Input for this task:
------------------------------

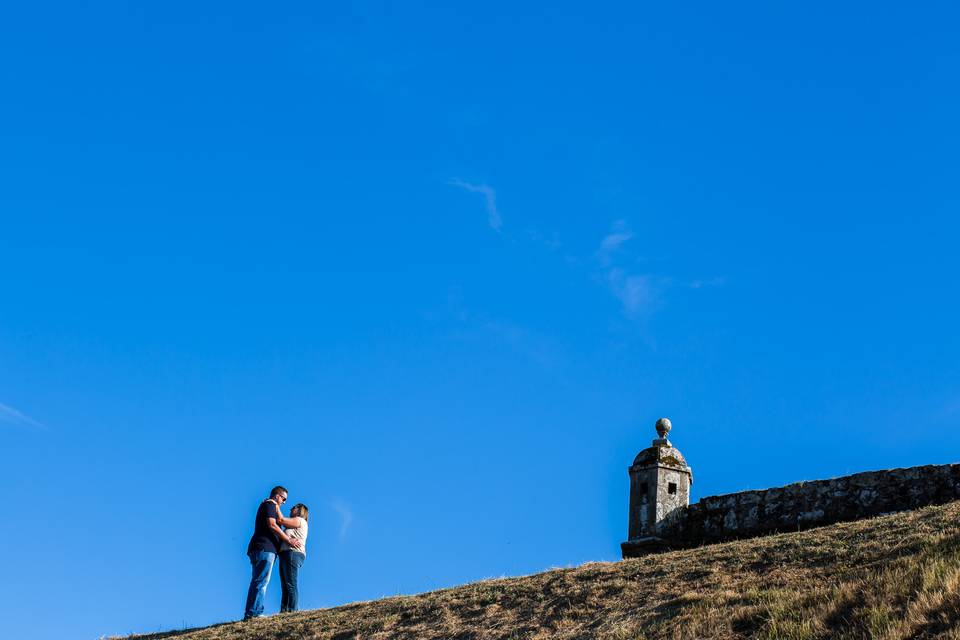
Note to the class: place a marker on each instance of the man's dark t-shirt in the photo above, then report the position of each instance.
(264, 538)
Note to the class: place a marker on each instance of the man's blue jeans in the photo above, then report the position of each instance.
(262, 564)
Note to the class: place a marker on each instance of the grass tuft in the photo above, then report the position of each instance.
(891, 578)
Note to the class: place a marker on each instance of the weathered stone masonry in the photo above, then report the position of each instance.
(797, 506)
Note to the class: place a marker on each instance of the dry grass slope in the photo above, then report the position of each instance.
(894, 577)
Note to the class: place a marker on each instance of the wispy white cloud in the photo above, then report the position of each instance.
(10, 415)
(489, 197)
(638, 293)
(346, 516)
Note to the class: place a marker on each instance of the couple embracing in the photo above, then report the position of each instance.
(269, 542)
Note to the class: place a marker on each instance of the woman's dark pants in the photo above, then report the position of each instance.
(290, 563)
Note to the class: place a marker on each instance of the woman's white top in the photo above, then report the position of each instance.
(300, 533)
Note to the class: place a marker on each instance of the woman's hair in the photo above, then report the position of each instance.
(300, 511)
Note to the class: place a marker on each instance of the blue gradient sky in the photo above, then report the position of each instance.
(438, 268)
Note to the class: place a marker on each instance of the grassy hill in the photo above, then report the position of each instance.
(896, 576)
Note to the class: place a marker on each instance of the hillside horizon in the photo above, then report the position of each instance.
(893, 577)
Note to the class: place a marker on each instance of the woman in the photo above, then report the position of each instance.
(292, 559)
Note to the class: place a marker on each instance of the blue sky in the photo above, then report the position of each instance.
(438, 268)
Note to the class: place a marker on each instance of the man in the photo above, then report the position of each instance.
(263, 549)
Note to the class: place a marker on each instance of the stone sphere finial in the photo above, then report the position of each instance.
(663, 427)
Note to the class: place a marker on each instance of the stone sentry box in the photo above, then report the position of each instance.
(660, 482)
(661, 518)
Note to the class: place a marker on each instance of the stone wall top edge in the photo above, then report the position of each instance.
(880, 472)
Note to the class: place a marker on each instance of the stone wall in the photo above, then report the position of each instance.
(811, 504)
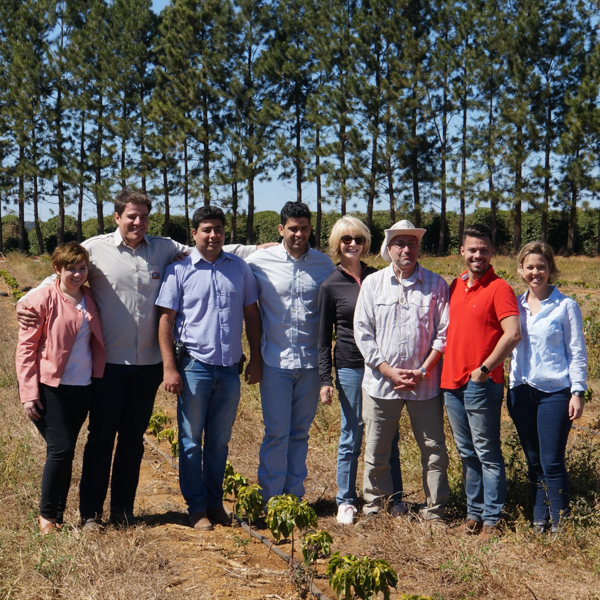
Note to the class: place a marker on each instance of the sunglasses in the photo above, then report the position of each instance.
(359, 239)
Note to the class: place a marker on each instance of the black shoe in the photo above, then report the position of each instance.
(124, 519)
(92, 524)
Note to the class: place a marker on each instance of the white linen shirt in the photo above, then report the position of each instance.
(551, 355)
(288, 302)
(126, 282)
(386, 329)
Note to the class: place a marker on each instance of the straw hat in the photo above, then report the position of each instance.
(403, 227)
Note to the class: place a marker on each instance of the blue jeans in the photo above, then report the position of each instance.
(543, 424)
(474, 415)
(289, 403)
(348, 383)
(207, 405)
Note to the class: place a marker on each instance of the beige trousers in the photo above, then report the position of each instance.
(427, 420)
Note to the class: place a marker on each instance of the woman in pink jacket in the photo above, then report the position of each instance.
(55, 363)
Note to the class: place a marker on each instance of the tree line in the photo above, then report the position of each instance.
(407, 104)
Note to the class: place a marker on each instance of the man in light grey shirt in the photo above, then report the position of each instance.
(289, 276)
(400, 327)
(126, 271)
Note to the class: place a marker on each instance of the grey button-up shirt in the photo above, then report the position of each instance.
(289, 291)
(400, 327)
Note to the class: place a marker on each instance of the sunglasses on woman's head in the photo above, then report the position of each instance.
(359, 239)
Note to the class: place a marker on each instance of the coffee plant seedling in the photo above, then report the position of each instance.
(285, 513)
(248, 503)
(314, 545)
(158, 421)
(232, 481)
(172, 436)
(352, 577)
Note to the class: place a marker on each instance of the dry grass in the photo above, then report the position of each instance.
(430, 561)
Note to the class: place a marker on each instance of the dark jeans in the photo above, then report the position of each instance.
(122, 404)
(543, 424)
(64, 411)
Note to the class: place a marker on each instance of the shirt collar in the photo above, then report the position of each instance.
(487, 277)
(416, 276)
(118, 240)
(197, 257)
(285, 254)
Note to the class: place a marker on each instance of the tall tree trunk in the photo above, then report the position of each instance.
(98, 168)
(186, 191)
(205, 154)
(234, 205)
(415, 163)
(319, 190)
(167, 220)
(298, 157)
(82, 158)
(463, 168)
(22, 230)
(36, 215)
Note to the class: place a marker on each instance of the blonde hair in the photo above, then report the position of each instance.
(69, 253)
(348, 226)
(542, 249)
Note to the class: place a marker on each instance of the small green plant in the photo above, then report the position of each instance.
(172, 436)
(248, 503)
(232, 481)
(158, 421)
(314, 545)
(286, 512)
(353, 577)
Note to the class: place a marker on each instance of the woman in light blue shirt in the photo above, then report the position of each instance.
(547, 381)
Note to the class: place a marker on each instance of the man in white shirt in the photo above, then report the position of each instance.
(126, 271)
(289, 276)
(400, 327)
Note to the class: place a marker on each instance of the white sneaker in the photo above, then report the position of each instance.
(346, 514)
(399, 509)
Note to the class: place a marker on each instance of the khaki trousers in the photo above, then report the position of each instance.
(427, 420)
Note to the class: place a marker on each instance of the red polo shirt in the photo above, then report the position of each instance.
(474, 330)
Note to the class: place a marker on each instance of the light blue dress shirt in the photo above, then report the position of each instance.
(289, 290)
(211, 297)
(551, 355)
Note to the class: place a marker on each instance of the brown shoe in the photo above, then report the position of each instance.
(488, 532)
(470, 527)
(47, 526)
(200, 522)
(219, 516)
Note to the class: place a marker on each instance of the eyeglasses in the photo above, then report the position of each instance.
(404, 244)
(359, 239)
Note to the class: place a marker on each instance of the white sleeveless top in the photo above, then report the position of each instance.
(79, 366)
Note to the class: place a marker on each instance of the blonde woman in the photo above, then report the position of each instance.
(547, 381)
(349, 241)
(56, 360)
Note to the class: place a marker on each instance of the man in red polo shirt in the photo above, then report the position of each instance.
(484, 329)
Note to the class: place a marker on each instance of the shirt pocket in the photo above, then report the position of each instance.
(386, 312)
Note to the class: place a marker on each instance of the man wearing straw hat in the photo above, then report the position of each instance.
(400, 328)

------------------------------

Work instructions: What is needed here is an exact transcription of every record above, with images excluded.

Your response:
Note to the class: place a marker on each instance of the man's dark t-shirt in the photo above, then report the position of each instance.
(264, 538)
Note to the class: place a marker on each instance of the man's blue jeans in the photo above, then report the position of each instance.
(262, 564)
Note to the class: place a marker on each instance of the grass tuft in the photo above, then report the position of each instance.
(891, 578)
Note to the class: place a marker on each instance of the weathered stone masonry in the photo above, then report the position of each instance.
(797, 506)
Note to the class: place a marker on each instance of the dry grass slope in the photo above, then report the position of each instance.
(894, 577)
Note to the class: place a marker on each instance of the wispy white cloud in the photo above, then report the position of each instance.
(10, 415)
(489, 197)
(638, 293)
(346, 516)
Note to the class: place a marker on each instance of the couple embracing in the photo above, then report the position of each instance.
(269, 542)
Note to the class: place a marker on each instance of the woman's dark pants in the photo above, then report the position of each instance.
(290, 563)
Note to the class: place a marker on each instance of the woman's white top in the photo above, then report the position of each instance.
(300, 533)
Note to the class: place a marker on each instance of the woman's hair in the photo above, then report the position of each instance.
(300, 511)
Note to the class: place a marker on each instance of the blue gradient sky in the photo above, then report the position of each instance.
(438, 268)
Note to the class: place a marker on each instance of the grassy hill in the photo above, then report the position of each instance.
(896, 576)
Note to the class: place a marker on each instance of the hillside horizon in the photo above, then report the position of each instance.
(893, 577)
Note to the class: place a marker on each instance of the woman in the photo above, then report the position of each instance.
(292, 559)
Note to the class: place a marker on each instance of the blue sky in the photo above, then report the position of each instance.
(438, 268)
Note to the class: place a marker on each instance of the man in the photo above, then report the position of each instance.
(263, 549)
Note to the class: place a marker on each instance of the stone sphere finial in the photo above, then report the position of each instance.
(663, 427)
Note to the class: place a marker on each instance of the stone sentry box in the photo above, then report the position of each instance.
(660, 482)
(661, 518)
Note to the class: place a marker on each instance of the stone wall top edge in the photo above, then report the position of each instance.
(880, 472)
Note to the class: place a marker on each instance of the stone wall in the photo above, then report the position of each instance.
(811, 504)
Note to the class: place a marker on each instance of the sunglasses in the photo above, then report the position of each instance.
(359, 239)
Note to the class: place a marker on each instance of the black shoe in the photo above, then report the position of each instance.
(124, 519)
(92, 524)
Note to the class: place a marker on each instance of the white linen shirt in the photo above, then report the position of each instance.
(551, 355)
(288, 302)
(126, 282)
(386, 329)
Note to the class: place a marker on each instance of the straw hat in the photo above, then report the position of each instance.
(403, 227)
Note to the class: place a marker on each instance of the blue jeans in the photo above, then report the position of each instance.
(543, 424)
(474, 415)
(289, 403)
(348, 383)
(207, 405)
Note to the class: place a marker on each instance of the beige trousers in the photo above, then report the position of each instance.
(427, 420)
Note to the class: place a marker on each instance of the woman in pink jacket in the photo above, then report the position of each instance.
(55, 363)
Note to the class: place a marker on each instance of the tree line in the photo above, then report the position of each instance.
(407, 104)
Note to the class: place a marker on each instance of the man in light grey shirt in the photo above, then report the position of each instance.
(289, 276)
(400, 327)
(126, 271)
Note to the class: place a marker on each instance of the grey button-up shirt in the photo above, then report the position of each instance.
(289, 291)
(400, 327)
Note to the class: place a marker on each instance of the sunglasses on woman's head in the photo above, then report the position of each instance.
(359, 239)
Note to the class: place a marker on each instance of the coffee plant seedling in the photo above, then report the position of each instance.
(285, 513)
(248, 503)
(314, 545)
(158, 421)
(232, 481)
(172, 436)
(352, 577)
Note to the class: place a marker on each instance of the dry grass in the photo above, then report the position of each instance.
(430, 561)
Note to the class: place a marker on each instance of the dark jeans in the photo above, then report the position of each instance.
(122, 404)
(543, 424)
(64, 411)
Note to the class: place a marker on each instance of the shirt collar in the photo above, then report the position of each instance.
(487, 277)
(416, 276)
(118, 240)
(197, 257)
(285, 254)
Note to the class: place a marker on each instance of the tall tree trunk in the photo above, then report the position of each instance.
(98, 168)
(186, 191)
(205, 154)
(234, 205)
(415, 163)
(319, 190)
(167, 220)
(298, 157)
(82, 158)
(463, 168)
(22, 230)
(36, 215)
Note to the class: place a marker on each instance of the blonde hair in the photo above, then report the position of each instance.
(69, 253)
(348, 226)
(542, 249)
Note to the class: place a marker on each instance of the small green plant in the photo above, then report the position of each instance.
(172, 436)
(248, 503)
(232, 481)
(158, 421)
(314, 545)
(286, 512)
(353, 577)
Note to the class: place a marker on each instance of the woman in light blue shirt in the photo above, then report the position of each instance.
(547, 381)
Note to the class: place a marker on each instance of the man in white shirt in the photo above, then report the position of each instance.
(126, 271)
(289, 276)
(400, 327)
Note to the class: place a marker on each instance of the white sneaker in the photo above, then report the position of each instance.
(346, 514)
(399, 509)
Note to the class: place a marker on each instance of the khaki trousers in the photo above, then report the position of each instance.
(427, 420)
Note to the class: place a marker on each instance of the red polo shirt in the photo above, then report the position of each instance.
(474, 330)
Note to the class: place a marker on each instance of the light blue dress shirt in the photo above, then report the position of each instance.
(289, 290)
(211, 297)
(551, 355)
Note to the class: place a marker on each instance of the brown shoe in the photo above, then report the position of each instance.
(488, 532)
(470, 527)
(47, 526)
(200, 522)
(219, 516)
Note to the class: place a marker on each instance of the eyeglasses in the photo above, then report the position of each instance.
(404, 244)
(359, 239)
Note to the class: place a marker on each instance of the white sleeveless top in the photo above, then report the position of each instance.
(79, 366)
Note to the class: place a marker on each instance of the blonde woman in the photo above, then report the position of each instance.
(547, 381)
(349, 241)
(56, 360)
Note to the class: place a marker on each instance of the man in red polo shirt in the photo above, then report the position of each instance.
(484, 329)
Note to the class: place a marker on each instance of the shirt pocket in the photo above, then report the position of each instance.
(386, 312)
Note to the class: place a marker on each instance of the man wearing straw hat in the photo above, then report the position of each instance.
(400, 328)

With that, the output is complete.